-------- Ausgangstext --------
Zeit für einen differenzierten Blick auf Fakten, Perspektiven und Zielkonflikte.
Wie viel Wald wird für Windkraftanlagen gerodet?
Laut Umweltbundesamt werden nur etwa 2 % der Windkraftanlagen in Wäldern errichtet.
Trotzdem: Wenn Windräder im Wald gebaut werden, bedeutet das meist die Rodung einzelner Flächen für Fundamente, Zuwegungen und Infrastruktur. Je Windrad im Wald fällt durchschnittlich eine Rodungsfläche von rund 0,5 bis 1 Hektar an.
Ein Teil der Fläche wird allerdings direkt wieder aufgeforstet. Zusätzlich muss der Betreiber an anderer Stelle für Ausgleich sorgen.
Zum Vergleich: Der Bau eines neuen Autobahnkilometers verbraucht deutlich mehr Fläche. Zudem werden Windkraftanlagen meist in wirtschaftlich genutzten Forstflächen errichtet, nicht in unberührtem Urwald.
Warum überhaupt Windkraft im Wald?
Die Energiewende braucht Fläche. Und die ist rar. Besonders in windreichen Regionen wie Mittelgebirgen, wo oft Wald vorherrscht. Höhenlagen bieten zudem ideale Windverhältnisse. Viele Bundesländer ermöglichen daher unter strengen Auflagen auch die Errichtung von Windkraftanlagen in Waldgebieten.
Dabei handelt es sich fast ausschließlich um bewirtschaftete Wälder. Alte Buchenwälder oder Schutzgebiete sind durch naturschutzrechtliche Vorgaben ausgeschlossen. Genehmigt wird nur nach Umweltverträglichkeitsprüfungen und mit behördlicher Zustimmung.
--------
**Aufgaben:**
1. Welcher Anteil der Windkraftanlagen wird laut Ausgangstext in Wäldern gebaut?
2. Wiederhole aus dem Ausgangstext wortgleich den Abschnitt zwischen „Zum Vergleich: Der“ und „Windkraftanlagen in Waldgebieten.“, beide eingeschlossen.
3. Zähle alles auf, wofür beim Bau von Windrädern im Wald laut Ausgangstext Flächen gerodet werden.
-------- Angezeigte Daten --------
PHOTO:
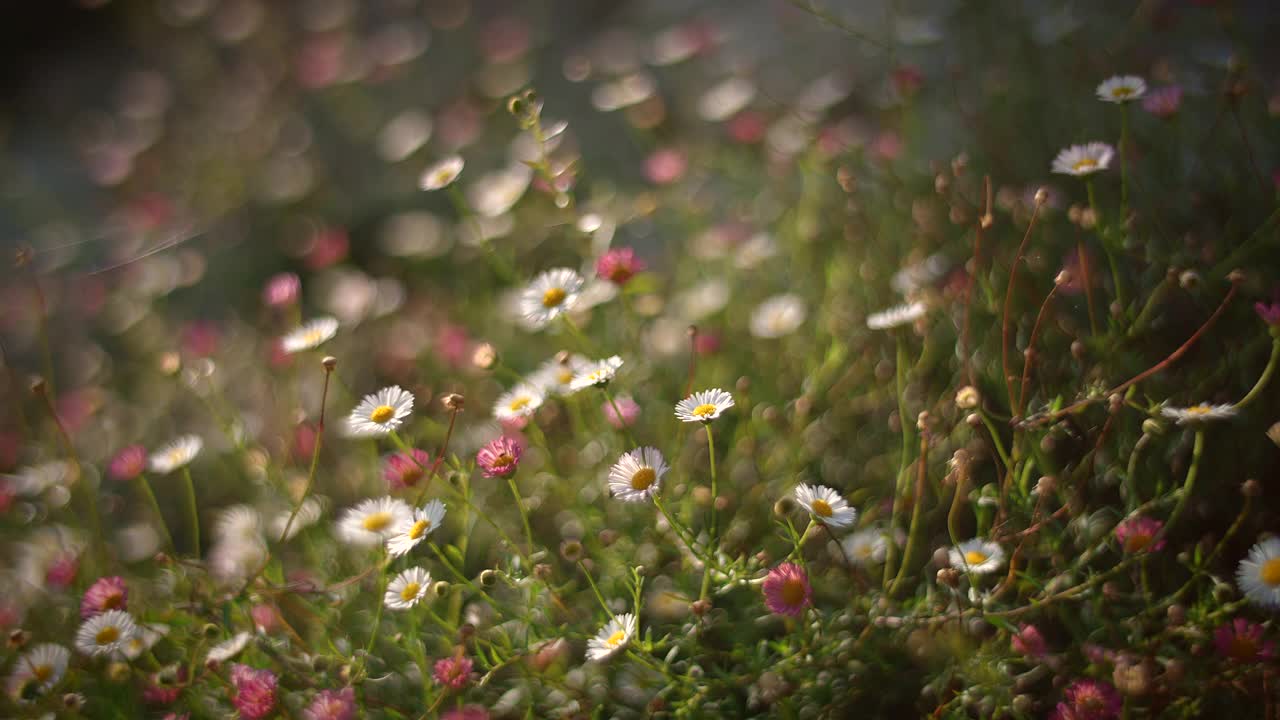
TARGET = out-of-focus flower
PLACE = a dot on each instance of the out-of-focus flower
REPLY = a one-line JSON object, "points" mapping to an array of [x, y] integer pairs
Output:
{"points": [[254, 693], [1137, 534], [786, 589], [380, 413], [638, 474], [499, 458], [406, 589], [703, 406], [612, 638], [105, 593], [826, 505], [415, 528]]}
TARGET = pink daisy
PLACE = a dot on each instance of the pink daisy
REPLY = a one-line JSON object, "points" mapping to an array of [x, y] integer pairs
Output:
{"points": [[501, 458], [786, 589], [1242, 641], [1136, 534], [105, 593], [255, 691]]}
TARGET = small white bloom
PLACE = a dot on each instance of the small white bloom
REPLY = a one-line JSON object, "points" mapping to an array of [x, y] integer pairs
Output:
{"points": [[826, 505], [520, 401], [228, 648], [380, 413], [595, 374], [310, 336], [896, 317], [1201, 413], [777, 317], [638, 474], [1258, 574], [549, 295], [176, 455], [407, 588], [1121, 89], [442, 174], [106, 633], [1083, 159], [704, 405], [373, 520], [865, 547], [977, 556], [414, 529], [612, 638]]}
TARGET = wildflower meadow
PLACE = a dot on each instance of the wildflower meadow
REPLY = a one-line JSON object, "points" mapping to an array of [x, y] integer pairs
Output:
{"points": [[469, 359]]}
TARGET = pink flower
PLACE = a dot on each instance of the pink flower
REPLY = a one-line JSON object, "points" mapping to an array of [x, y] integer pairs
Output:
{"points": [[255, 691], [453, 671], [1242, 641], [1028, 641], [403, 470], [1089, 700], [128, 463], [105, 593], [501, 458], [1162, 101], [332, 705], [282, 290], [618, 265], [786, 589], [1136, 534], [666, 165], [629, 409]]}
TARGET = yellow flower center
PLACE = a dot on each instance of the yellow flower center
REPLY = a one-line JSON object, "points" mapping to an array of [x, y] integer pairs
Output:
{"points": [[410, 592], [792, 592], [376, 522], [643, 478], [553, 297], [1270, 573]]}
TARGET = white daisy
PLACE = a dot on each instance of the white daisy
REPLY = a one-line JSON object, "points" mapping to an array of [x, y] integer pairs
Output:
{"points": [[421, 523], [826, 505], [105, 633], [612, 638], [549, 295], [896, 317], [598, 373], [1121, 89], [373, 520], [977, 556], [442, 174], [1083, 159], [407, 588], [176, 455], [1201, 413], [380, 413], [778, 315], [1258, 574], [556, 376], [704, 405], [865, 547], [520, 401], [42, 665], [636, 475], [310, 336], [228, 648]]}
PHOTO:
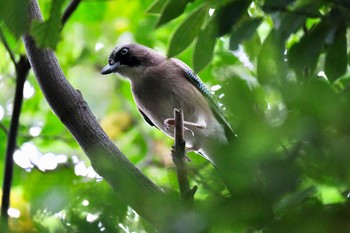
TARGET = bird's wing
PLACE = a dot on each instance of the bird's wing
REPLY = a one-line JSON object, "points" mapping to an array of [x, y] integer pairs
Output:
{"points": [[197, 82]]}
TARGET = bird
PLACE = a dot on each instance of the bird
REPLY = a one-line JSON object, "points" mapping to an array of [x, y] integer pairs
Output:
{"points": [[159, 85]]}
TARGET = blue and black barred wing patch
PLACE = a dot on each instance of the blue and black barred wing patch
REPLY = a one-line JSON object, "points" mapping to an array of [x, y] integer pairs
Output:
{"points": [[195, 80]]}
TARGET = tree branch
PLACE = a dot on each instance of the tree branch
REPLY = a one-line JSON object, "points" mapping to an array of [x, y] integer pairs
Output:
{"points": [[148, 200], [179, 159]]}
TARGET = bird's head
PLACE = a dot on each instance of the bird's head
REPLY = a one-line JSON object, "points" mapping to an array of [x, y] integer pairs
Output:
{"points": [[131, 60]]}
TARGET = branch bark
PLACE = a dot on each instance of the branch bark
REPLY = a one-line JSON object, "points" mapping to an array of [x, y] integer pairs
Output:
{"points": [[148, 200]]}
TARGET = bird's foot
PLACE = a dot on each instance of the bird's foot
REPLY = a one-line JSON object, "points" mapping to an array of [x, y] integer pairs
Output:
{"points": [[170, 122]]}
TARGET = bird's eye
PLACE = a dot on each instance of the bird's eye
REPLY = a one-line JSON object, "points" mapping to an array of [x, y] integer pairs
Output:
{"points": [[124, 51]]}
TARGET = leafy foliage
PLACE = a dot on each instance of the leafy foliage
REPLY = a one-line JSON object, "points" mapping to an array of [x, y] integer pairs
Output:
{"points": [[283, 69]]}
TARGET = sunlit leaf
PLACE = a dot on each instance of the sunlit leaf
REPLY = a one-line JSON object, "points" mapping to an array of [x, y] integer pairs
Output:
{"points": [[272, 66], [336, 58], [304, 54], [187, 31], [171, 10], [244, 31], [229, 14], [47, 33], [204, 48], [156, 7]]}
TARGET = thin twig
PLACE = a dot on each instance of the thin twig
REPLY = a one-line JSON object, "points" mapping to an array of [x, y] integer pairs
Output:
{"points": [[179, 159], [69, 11], [22, 69]]}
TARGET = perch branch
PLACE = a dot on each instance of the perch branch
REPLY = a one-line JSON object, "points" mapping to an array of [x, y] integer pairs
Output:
{"points": [[147, 199]]}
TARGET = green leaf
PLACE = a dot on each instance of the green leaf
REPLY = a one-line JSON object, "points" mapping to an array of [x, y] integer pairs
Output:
{"points": [[204, 48], [187, 31], [156, 7], [13, 13], [336, 58], [244, 31], [303, 55], [171, 10], [47, 33], [229, 14], [271, 66]]}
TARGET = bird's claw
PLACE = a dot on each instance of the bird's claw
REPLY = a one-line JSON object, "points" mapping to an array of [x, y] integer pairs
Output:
{"points": [[170, 122]]}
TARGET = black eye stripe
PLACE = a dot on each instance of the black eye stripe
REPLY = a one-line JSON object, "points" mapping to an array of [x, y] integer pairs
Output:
{"points": [[124, 51], [124, 56]]}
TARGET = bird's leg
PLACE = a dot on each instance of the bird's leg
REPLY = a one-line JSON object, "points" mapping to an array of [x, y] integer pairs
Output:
{"points": [[171, 122]]}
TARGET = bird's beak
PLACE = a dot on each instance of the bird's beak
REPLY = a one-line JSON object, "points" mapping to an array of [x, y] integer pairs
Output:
{"points": [[110, 68]]}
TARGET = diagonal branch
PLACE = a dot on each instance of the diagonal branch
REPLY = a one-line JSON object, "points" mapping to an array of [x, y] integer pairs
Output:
{"points": [[147, 199]]}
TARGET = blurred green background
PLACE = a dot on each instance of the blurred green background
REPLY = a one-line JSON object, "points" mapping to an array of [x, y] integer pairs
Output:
{"points": [[280, 69]]}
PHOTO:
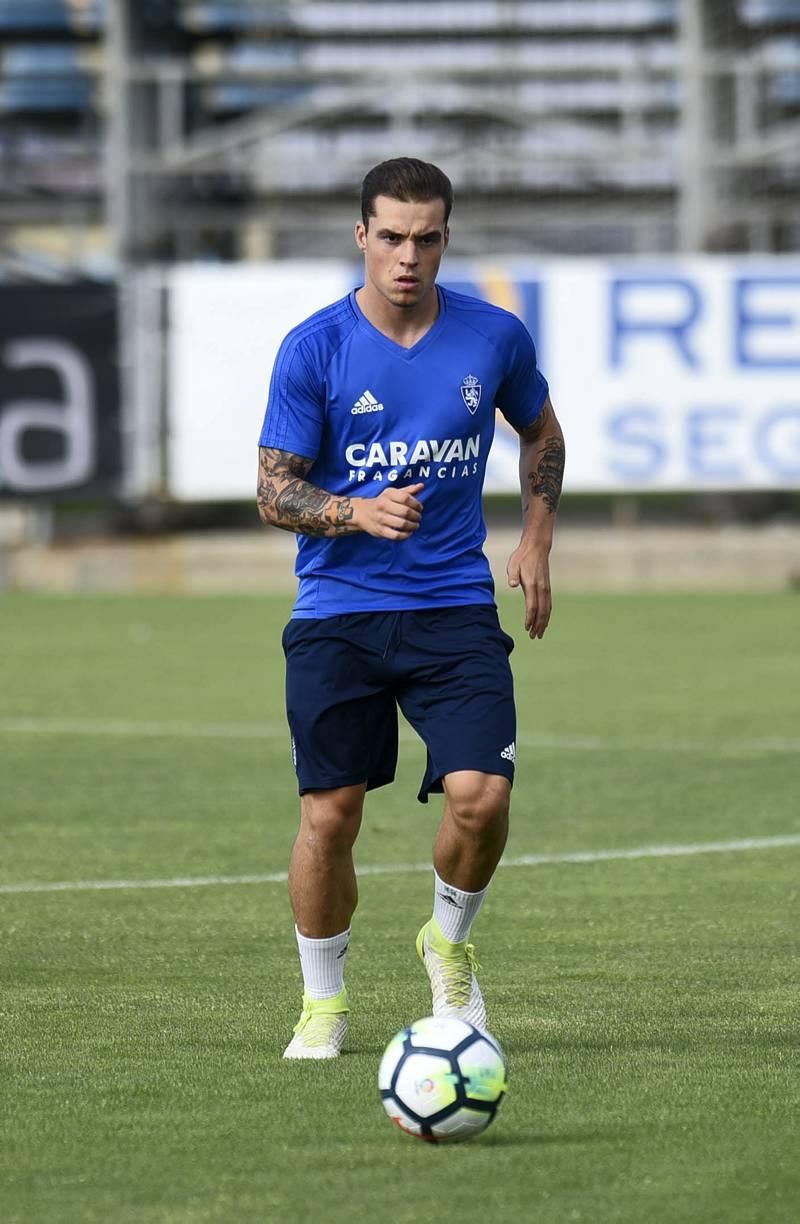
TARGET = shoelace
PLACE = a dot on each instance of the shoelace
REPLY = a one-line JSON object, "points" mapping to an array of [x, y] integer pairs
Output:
{"points": [[318, 1027], [458, 977]]}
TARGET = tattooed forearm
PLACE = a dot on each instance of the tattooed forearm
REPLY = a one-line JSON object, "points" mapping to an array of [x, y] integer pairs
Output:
{"points": [[546, 481], [288, 501]]}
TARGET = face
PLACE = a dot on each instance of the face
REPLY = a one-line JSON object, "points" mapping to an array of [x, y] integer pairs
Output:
{"points": [[403, 249]]}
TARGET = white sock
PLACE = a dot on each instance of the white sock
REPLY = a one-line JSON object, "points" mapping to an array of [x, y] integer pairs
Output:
{"points": [[454, 910], [323, 963]]}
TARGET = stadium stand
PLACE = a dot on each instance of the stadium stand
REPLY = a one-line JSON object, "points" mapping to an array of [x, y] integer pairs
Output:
{"points": [[563, 123]]}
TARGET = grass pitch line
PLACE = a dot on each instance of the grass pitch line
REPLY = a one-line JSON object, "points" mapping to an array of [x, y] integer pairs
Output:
{"points": [[581, 856], [177, 730]]}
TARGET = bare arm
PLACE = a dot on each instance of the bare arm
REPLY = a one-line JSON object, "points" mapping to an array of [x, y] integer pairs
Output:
{"points": [[541, 475], [288, 501]]}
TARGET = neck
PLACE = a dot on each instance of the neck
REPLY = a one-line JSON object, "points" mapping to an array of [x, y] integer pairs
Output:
{"points": [[404, 324]]}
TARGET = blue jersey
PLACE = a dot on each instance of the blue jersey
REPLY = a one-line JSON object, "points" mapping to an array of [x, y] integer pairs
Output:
{"points": [[372, 414]]}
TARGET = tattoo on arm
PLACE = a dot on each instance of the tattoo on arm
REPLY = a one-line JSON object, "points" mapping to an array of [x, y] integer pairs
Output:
{"points": [[546, 481], [288, 501]]}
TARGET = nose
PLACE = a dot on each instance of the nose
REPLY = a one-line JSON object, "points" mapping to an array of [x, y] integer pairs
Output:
{"points": [[409, 255]]}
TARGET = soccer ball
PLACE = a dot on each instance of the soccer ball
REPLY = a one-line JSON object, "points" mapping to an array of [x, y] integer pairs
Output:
{"points": [[442, 1080]]}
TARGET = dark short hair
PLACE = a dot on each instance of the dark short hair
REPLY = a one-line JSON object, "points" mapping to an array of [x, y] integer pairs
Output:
{"points": [[406, 179]]}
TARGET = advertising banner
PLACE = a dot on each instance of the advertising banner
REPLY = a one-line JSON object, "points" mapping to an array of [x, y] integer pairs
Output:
{"points": [[669, 376], [59, 393]]}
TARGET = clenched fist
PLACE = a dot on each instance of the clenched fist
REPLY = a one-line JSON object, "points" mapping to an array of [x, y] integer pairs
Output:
{"points": [[394, 514]]}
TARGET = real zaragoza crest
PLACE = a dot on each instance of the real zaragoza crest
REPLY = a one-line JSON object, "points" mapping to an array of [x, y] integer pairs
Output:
{"points": [[471, 393]]}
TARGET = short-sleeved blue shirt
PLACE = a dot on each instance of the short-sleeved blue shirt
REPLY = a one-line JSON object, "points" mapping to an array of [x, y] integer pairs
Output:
{"points": [[372, 414]]}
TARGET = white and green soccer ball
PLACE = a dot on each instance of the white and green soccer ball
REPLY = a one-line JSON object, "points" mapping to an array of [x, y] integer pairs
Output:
{"points": [[442, 1080]]}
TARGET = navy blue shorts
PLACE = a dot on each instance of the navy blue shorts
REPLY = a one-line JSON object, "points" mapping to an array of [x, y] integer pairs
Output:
{"points": [[447, 668]]}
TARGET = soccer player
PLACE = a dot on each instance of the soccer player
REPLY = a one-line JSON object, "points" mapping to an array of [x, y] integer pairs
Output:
{"points": [[373, 451]]}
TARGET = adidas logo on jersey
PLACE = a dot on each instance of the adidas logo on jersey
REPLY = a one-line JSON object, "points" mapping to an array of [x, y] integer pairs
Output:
{"points": [[366, 403]]}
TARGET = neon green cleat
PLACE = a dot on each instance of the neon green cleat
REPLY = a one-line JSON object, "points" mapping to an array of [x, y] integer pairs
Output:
{"points": [[322, 1028], [451, 968]]}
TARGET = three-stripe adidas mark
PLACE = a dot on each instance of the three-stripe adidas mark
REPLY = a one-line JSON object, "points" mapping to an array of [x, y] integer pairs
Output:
{"points": [[366, 403]]}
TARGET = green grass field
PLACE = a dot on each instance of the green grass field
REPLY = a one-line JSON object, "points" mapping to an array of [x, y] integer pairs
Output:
{"points": [[648, 1006]]}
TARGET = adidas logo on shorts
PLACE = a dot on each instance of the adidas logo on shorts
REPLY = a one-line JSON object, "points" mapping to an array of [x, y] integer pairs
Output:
{"points": [[366, 403]]}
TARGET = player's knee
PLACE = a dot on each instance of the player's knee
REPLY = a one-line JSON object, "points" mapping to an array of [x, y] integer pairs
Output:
{"points": [[480, 806], [330, 819]]}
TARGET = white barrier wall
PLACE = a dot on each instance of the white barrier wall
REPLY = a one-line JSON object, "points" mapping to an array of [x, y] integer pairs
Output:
{"points": [[680, 375]]}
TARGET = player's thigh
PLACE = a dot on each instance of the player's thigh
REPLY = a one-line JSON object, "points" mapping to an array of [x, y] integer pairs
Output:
{"points": [[341, 717], [461, 704]]}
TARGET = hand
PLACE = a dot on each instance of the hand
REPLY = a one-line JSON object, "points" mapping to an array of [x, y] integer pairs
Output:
{"points": [[530, 568], [394, 514]]}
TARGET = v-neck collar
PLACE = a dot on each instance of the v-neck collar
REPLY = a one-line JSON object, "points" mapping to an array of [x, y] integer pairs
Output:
{"points": [[392, 345]]}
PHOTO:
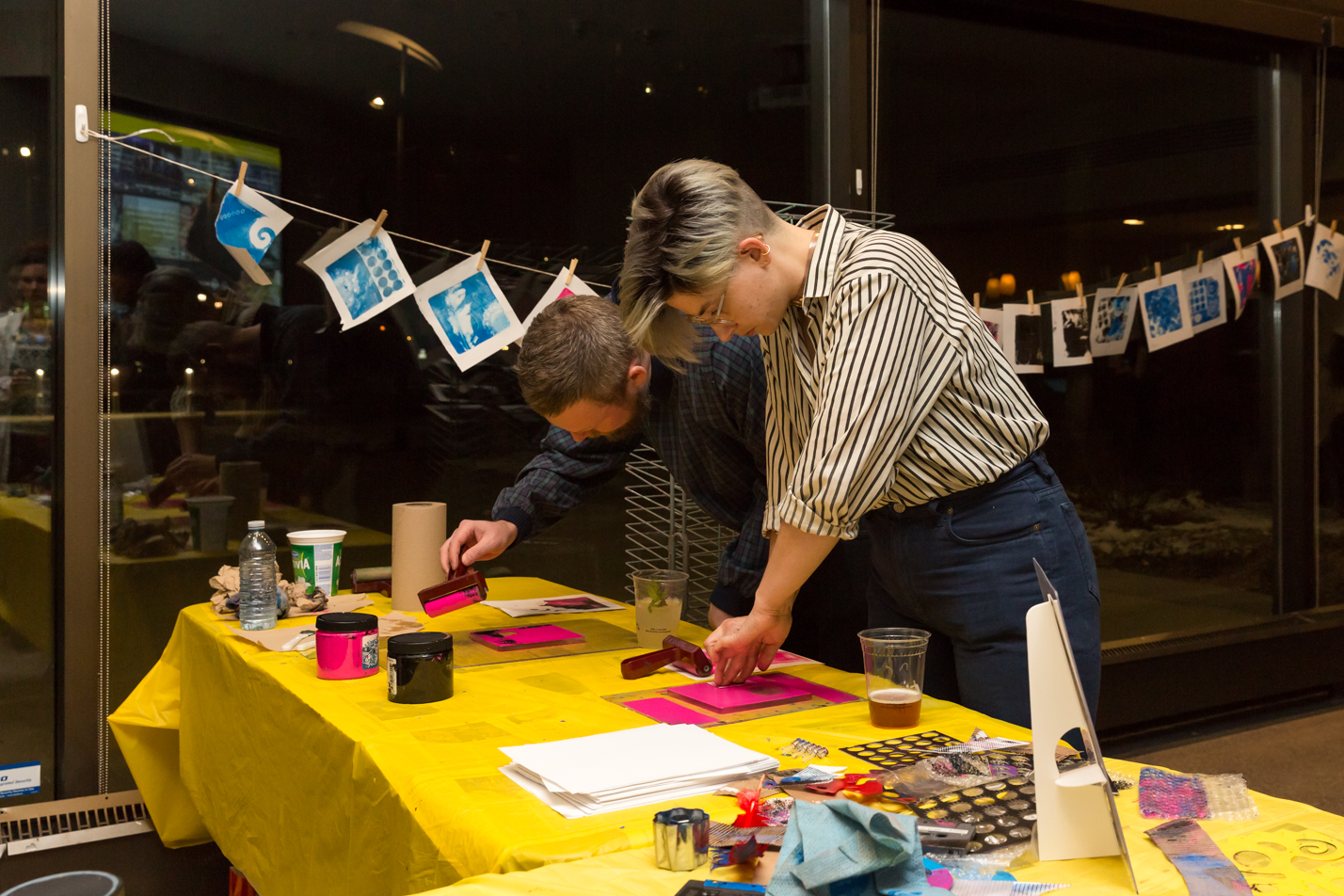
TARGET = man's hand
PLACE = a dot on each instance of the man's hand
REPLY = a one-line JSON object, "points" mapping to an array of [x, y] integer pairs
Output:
{"points": [[476, 540], [744, 644]]}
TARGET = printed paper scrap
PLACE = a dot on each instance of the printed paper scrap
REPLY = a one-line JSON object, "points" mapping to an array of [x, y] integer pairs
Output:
{"points": [[363, 273], [468, 312], [248, 225], [1113, 318], [1325, 261], [558, 289], [1285, 260]]}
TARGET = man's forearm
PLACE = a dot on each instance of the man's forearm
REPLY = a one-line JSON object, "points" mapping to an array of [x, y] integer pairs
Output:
{"points": [[794, 556]]}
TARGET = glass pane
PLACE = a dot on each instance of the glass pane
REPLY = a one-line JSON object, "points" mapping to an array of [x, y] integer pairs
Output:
{"points": [[1043, 154], [483, 145], [27, 387]]}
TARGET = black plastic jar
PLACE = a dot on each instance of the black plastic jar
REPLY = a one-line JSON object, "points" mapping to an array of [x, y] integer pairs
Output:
{"points": [[420, 666]]}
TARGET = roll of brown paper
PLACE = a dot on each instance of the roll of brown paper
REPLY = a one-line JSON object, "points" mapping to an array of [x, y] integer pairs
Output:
{"points": [[242, 480], [420, 530]]}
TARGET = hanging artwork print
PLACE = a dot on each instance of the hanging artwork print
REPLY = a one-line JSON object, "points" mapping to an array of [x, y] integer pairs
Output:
{"points": [[363, 273], [468, 312], [994, 320], [1165, 311], [1020, 337], [1068, 333], [1325, 261], [1113, 318], [1242, 269], [247, 225], [1205, 289], [1287, 261], [558, 289]]}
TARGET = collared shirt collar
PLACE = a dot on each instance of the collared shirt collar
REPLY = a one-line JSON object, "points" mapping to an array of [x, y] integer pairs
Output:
{"points": [[822, 272]]}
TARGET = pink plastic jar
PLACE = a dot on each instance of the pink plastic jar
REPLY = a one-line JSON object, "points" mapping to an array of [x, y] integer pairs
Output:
{"points": [[347, 645]]}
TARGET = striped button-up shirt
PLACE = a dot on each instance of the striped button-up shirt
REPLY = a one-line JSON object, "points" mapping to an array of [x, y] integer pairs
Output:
{"points": [[907, 396]]}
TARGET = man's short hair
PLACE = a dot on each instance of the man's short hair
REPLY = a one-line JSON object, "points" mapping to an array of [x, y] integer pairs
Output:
{"points": [[574, 349]]}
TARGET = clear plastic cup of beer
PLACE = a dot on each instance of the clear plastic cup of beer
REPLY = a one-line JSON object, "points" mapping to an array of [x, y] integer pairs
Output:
{"points": [[892, 666]]}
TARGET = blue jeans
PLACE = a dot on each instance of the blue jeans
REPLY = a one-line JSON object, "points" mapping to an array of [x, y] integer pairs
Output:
{"points": [[960, 568]]}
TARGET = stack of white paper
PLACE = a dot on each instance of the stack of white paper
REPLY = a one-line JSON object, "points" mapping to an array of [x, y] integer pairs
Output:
{"points": [[634, 767]]}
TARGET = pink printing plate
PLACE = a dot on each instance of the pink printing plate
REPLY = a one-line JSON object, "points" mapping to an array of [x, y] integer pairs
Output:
{"points": [[526, 637], [750, 695]]}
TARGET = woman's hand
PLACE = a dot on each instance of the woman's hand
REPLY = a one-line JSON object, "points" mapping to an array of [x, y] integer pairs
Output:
{"points": [[742, 644]]}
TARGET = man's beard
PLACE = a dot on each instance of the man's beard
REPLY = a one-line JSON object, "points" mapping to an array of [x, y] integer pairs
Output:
{"points": [[636, 424]]}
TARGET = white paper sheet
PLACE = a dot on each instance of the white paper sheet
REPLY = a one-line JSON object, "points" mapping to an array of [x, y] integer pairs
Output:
{"points": [[468, 312], [1206, 291], [247, 225], [1113, 318], [1021, 339], [363, 274], [1165, 311], [1242, 270], [1288, 261], [1325, 261], [558, 289], [1068, 333]]}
--------
**Lösungen:**
1. Nur etwa 2 % der Windkraftanlagen.

2.
Zum Vergleich: Der Bau eines neuen Autobahnkilometers verbraucht deutlich mehr Fläche. Zudem werden Windkraftanlagen meist in wirtschaftlich genutzten Forstflächen errichtet, nicht in unberührtem Urwald.
Warum überhaupt Windkraft im Wald?
Die Energiewende braucht Fläche. Und die ist rar. Besonders in windreichen Regionen wie Mittelgebirgen, wo oft Wald vorherrscht. Höhenlagen bieten zudem ideale Windverhältnisse. Viele Bundesländer ermöglichen daher unter strengen Auflagen auch die Errichtung von Windkraftanlagen in Waldgebieten.

3. Fundamente, Zuwegungen, Infrastruktur